* **To-do list**:
A – Answer these questions about the article on signal expiry below, one answer per line:
(i) How often does the expiration worker run?
(ii) During normal market conditions, how many signals are typically expired per minute?
(iii) What label is given to signals that expire within 5 minutes of creation?
B – Carry on the article on signal expiry from the point where it stops.

* **Article**:
Why Every Spot Signal Has an Expiry Date

RefineX expires every Spot signal after 15 minutes. Stale pricing data creates historical trivia, not actionable signals.


A spot recommendation built on 15-minute-old pricing data is not advice. It is historical trivia. Every signal RefineX delivers carries a TTL that ensures it reflects current market conditions. When that TTL expires, the signal dies regardless of how attractive the underlying spread appears.

What Is Signal TTL?

Signal TTL (time-to-live) is the maximum age we allow any spot signal to reach before automatic expiry. Every signal in our system includes a ttl field measured in seconds and an expires_at timestamp that marks its death. Our expiration worker runs every minute, checking the expires_at field against current time and marking expired signals as inactive.

When AWS spot prices shift rapidly during regional repricing events, signal freshness becomes critical. We watch TTL expiry rates spike during these periods because the underlying assumptions that generated each signal no longer hold. A signal recommending m5.large in us-east-1a based on pricing from 20 minutes ago may now recommend launching into an interruption zone.

How RefineX Handles Signal Expiration

Our expiration system runs as a scheduled worker that processes all active signals every minute. The expire_old_signals() function queries the database for signals where expires_at has passed and marks them as inactive by setting is_active to false. This prevents any expired signal from appearing in API responses or reaching delivery channels.

The worker logs each expiration event with the count of signals that died in that cycle. During normal market conditions, we typically expire 10-15 signals per minute. During AWS pricing events, that number can reach 50+ as market volatility shortens the practical lifespan of each signal. Cache entries expire naturally through their own TTL system, requiring no manual invalidation when signals die.

Why We Suppress Stale Signals

Our public signal endpoint reveals the suppression logic that protects users from acting on outdated information. When we derive suppression reasons for the transparency log, stale data appears as one of three primary causes. Signals with confidence below 0.5 get marked as "confidence_below_threshold." Signals that expire within 5 minutes of creation get flagged as "stale_data." Everything else that dies from TTL expiry gets marked as "ttl_expired."

* **Recorded information**:
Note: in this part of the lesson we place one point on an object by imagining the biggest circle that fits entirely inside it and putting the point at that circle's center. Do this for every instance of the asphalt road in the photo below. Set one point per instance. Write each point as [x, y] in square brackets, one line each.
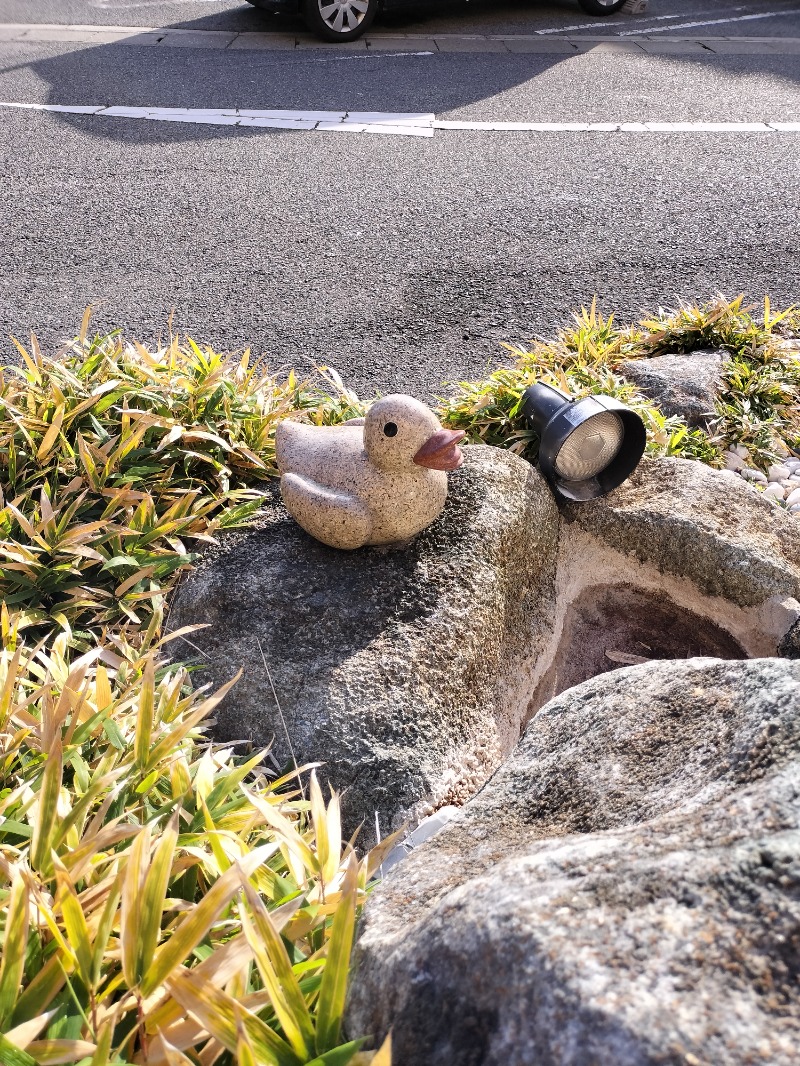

* **Answer list**:
A –
(i) Every minute.
(ii) 10-15 signals.
(iii) "stale_data"

B –
This suppression system operates independently of signal quality. A signal showing 40% potential savings on c5.xlarge instances gets suppressed the moment its TTL expires, even if the underlying math remains sound. We suppress because the conditions that generated that math have changed. Spot markets move faster than most monitoring systems can track.

The Architecture of Signal Death

Every signal starts life with a predetermined TTL that reflects the volatility of its target market. High-frequency instance families in competitive regions get shorter TTLs. Stable families in quieter zones live longer. The expires_at timestamp gets calculated at signal creation by adding the TTL to the current time, creating a hard deadline that no subsequent processing can extend.

Our signal repository includes an index on the expiration fields to make the cleanup query efficient. The database query that finds expired signals filters on is_active, expires_at, and related fields without scanning the entire signals table. This matters when processing thousands of signals per hour during active market periods.

The expiration worker itself runs in isolation from the main signal generation pipeline. If signal creation stops, expiration continues. If the database gets loaded with scoring operations, the expiration job still runs every minute. This separation ensures that stale signals die on schedule regardless of what else happens in the system.

Current Expiration Patterns

Today we show 0 active signals with a 50% suppression rate over the past 2 hours. Of the 8 interruption signals we generated, none survived the confidence and TTL filters to reach delivery. This pattern reflects conservative signal discipline during a quiet market period where most potential signals failed our freshness or confidence thresholds.

You can track these patterns in real-time through our transparency log, which shows every signal we generate alongside its suppression status and reasoning. The append-only nature of this log means you can audit our expiration decisions and verify that TTL enforcement happens as documented.

Signal TTL represents the discipline that separates actionable intelligence from market commentary. We kill signals not because they are wrong, but because they are old. In spot markets, old and wrong converge faster than most systems acknowledge.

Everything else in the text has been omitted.